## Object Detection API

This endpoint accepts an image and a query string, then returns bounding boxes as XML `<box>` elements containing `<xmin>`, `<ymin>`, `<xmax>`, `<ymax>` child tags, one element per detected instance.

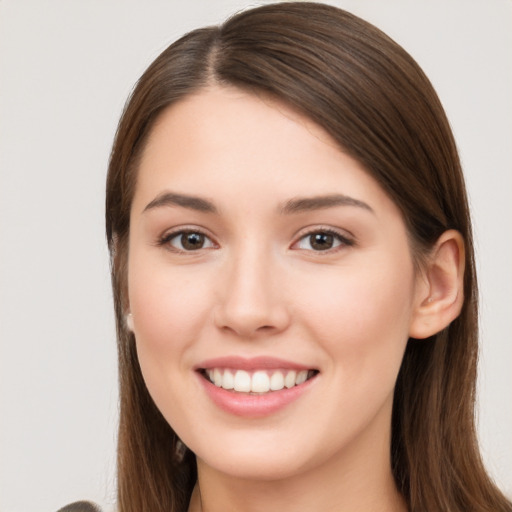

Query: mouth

##########

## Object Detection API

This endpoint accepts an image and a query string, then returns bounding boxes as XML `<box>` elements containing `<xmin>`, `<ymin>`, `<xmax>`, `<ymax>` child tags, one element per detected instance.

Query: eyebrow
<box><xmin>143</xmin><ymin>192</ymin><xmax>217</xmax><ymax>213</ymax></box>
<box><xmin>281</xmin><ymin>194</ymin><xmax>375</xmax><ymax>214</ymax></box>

##########

- [Exercise instructions] Identify every line above that contains the string "ymax", where case counts, and copy each of those lines in full.

- [Full solution]
This endpoint accepts an image and a query string, then returns bounding boxes as XML `<box>` elements containing `<xmin>`, `<ymin>`, `<xmax>`, `<ymax>` child tags, one element per detected instance.
This endpoint accepts an image and a query string, then returns bounding boxes as XML `<box>` elements containing `<xmin>`, `<ymin>`, `<xmax>`, `<ymax>` child tags, one element per detected instance.
<box><xmin>143</xmin><ymin>192</ymin><xmax>217</xmax><ymax>213</ymax></box>
<box><xmin>281</xmin><ymin>194</ymin><xmax>375</xmax><ymax>214</ymax></box>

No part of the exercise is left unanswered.